**TASK TO COMPLETE:**
Your task is to output the data exactly as it stands.

==== RECORDED DATA ====

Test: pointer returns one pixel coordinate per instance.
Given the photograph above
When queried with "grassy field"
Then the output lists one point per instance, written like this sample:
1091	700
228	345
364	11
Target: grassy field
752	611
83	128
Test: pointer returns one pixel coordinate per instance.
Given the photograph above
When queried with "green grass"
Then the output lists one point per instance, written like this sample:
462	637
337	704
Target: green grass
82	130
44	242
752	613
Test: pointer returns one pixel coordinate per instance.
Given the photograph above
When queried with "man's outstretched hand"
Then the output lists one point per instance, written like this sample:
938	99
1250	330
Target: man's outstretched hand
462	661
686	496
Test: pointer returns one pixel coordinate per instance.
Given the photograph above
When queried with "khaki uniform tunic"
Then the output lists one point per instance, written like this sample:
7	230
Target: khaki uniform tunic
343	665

====

**SOLUTION FOR THIS TASK:**
Test: pointer returns one pixel coordinate per instance.
Given the photograph above
When queried with "grassy field"
Then the output lists one point per instance, written like this sample:
1091	700
228	345
364	11
Target: grassy field
752	611
83	128
Test: pointer returns one pixel coordinate per instance.
Given the photograph above
When queried with "green grass"
Then the output lists one point per instance, written like this sample:
462	637
337	704
Target: green grass
82	130
44	242
752	613
Test: pointer returns one pixel coordinate per instance.
Given the photograph above
When queried with "man's outstretched hand"
Then the output lists one point per instance, written like this sample:
938	99
1250	330
Target: man's outstretched hand
462	661
686	496
Test: pointer returns one pixel coordinate per instance.
Given the photograph above
When queried with "khaki uniform tunic"
Then the output lists one point per instance, written like this sample:
7	230
Target: khaki uniform tunic
343	665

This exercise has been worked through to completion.